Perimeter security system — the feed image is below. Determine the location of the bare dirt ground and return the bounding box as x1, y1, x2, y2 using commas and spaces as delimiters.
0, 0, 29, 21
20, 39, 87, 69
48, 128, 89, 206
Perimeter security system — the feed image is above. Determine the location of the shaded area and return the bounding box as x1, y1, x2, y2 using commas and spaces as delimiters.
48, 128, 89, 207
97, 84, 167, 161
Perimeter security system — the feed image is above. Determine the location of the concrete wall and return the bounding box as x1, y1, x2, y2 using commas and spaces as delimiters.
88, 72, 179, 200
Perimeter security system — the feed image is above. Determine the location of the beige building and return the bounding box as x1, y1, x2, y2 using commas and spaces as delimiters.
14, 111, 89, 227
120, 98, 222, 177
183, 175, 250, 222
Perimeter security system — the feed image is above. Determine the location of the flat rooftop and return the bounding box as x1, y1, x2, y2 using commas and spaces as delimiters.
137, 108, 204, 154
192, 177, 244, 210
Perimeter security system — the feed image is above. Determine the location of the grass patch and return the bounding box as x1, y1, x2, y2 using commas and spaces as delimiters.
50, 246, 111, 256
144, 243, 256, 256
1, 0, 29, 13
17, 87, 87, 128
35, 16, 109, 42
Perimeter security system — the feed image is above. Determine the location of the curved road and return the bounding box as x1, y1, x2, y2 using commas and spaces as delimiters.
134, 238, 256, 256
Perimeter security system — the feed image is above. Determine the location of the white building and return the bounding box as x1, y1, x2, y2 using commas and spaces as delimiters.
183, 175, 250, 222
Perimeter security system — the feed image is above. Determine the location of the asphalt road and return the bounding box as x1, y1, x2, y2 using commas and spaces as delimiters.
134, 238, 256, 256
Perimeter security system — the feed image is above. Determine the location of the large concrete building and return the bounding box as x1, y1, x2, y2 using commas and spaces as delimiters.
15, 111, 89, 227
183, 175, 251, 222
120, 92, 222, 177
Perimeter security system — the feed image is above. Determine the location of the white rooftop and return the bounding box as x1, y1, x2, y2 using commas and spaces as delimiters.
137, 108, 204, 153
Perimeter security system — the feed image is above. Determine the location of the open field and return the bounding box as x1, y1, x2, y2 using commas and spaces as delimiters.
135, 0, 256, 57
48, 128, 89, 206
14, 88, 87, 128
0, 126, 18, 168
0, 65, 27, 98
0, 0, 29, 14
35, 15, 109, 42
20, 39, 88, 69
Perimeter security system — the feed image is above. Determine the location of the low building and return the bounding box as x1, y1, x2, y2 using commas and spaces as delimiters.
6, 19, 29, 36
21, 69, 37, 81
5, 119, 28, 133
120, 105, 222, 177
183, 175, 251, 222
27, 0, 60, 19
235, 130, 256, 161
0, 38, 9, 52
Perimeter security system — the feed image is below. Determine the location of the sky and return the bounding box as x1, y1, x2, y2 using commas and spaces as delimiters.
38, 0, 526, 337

============================================================

**Instructions for the task**
Copy out all the rows above, changing "Perimeter security system" to "Site surveillance system" everywhere it appears and leaving the rest as it is.

**Response for this exercise**
Site surveillance system — the feed image is below. Determine the location of the bare dirt ground and return the bounding box as x1, y1, x2, y2 using commas and spaces as delimiters.
0, 0, 29, 21
20, 39, 87, 69
48, 128, 89, 206
Site surveillance system — the feed image is above. Determine the location of the shaded area and return the bounding box as x1, y1, x2, y2 using commas and spaces as delimiters.
48, 128, 89, 207
97, 84, 167, 161
Site surveillance system — the feed image is above. Determine the location of the concrete wall and return the bounding box as x1, y1, x2, y2 using commas and spaces as delimiters.
88, 72, 179, 200
Site surveillance system — the feed image is above. Determine the location of the beige building and return the bounding box as x1, y1, x2, y2 using commas and spaces as delimiters.
14, 111, 89, 227
120, 98, 222, 177
183, 175, 250, 222
Site surveillance system — the feed image is above. Determine the location of the flat rooftop and return the bounding box as x1, y1, x2, y2 using commas and spaces as delimiters.
137, 108, 204, 154
192, 177, 244, 210
Site surveillance system — the feed image is above. Determine the location of the grass patch and return the bounding box as x1, y1, x2, y2 using commas and spaces as delimiters.
50, 246, 111, 256
144, 243, 256, 256
1, 0, 29, 13
17, 87, 87, 128
35, 16, 109, 42
Site surveillance system — the feed image is above. Determine the location of the curved road and return the bounding box as x1, y1, x2, y2 using commas and spaces as delimiters.
134, 238, 256, 256
Site surveillance system — the feed image is above. Determine the location of the white building and return the bounding box as x1, y1, x2, y2 using commas and spaces as delimiters.
183, 175, 250, 222
Site surveillance system — the feed image is above. Determine the location of the asphalt road and return the bounding box as x1, y1, x2, y2 using commas and spaces as delimiters.
134, 238, 256, 256
Site surveillance system — the feed image is above. Determine the location of the large concrete building and return the bounding box as x1, y1, x2, y2 using commas and spaces as delimiters.
15, 111, 89, 227
183, 175, 251, 222
120, 92, 222, 177
Site surveillance system — the feed image is above. Determine the location of the white rooftop and return the bounding box as x1, y1, x2, y2 using commas and spaces as delimiters.
137, 108, 204, 153
Site surveillance system — the feed image is above. Determine the location of the open field and return the bounding box as x1, y1, x2, y2 using commas and spaces as delimiters.
135, 0, 256, 57
48, 128, 89, 206
14, 88, 87, 128
0, 126, 18, 168
0, 65, 27, 98
0, 0, 29, 14
35, 15, 109, 42
20, 39, 88, 69
Site surveillance system — the feed image is above. Determine the location of the low building and return the bounding box as x1, y1, x2, y2 using commas and spaces as delimiters.
6, 19, 29, 36
21, 69, 37, 81
5, 119, 28, 133
120, 105, 222, 177
183, 175, 251, 222
27, 0, 60, 19
235, 130, 256, 161
0, 38, 9, 52
Site surveillance system — the feed image is below. Determine the location of the sky and return the bounding box as x1, y1, x2, y2 using commas and spaces as delimiters.
38, 0, 526, 337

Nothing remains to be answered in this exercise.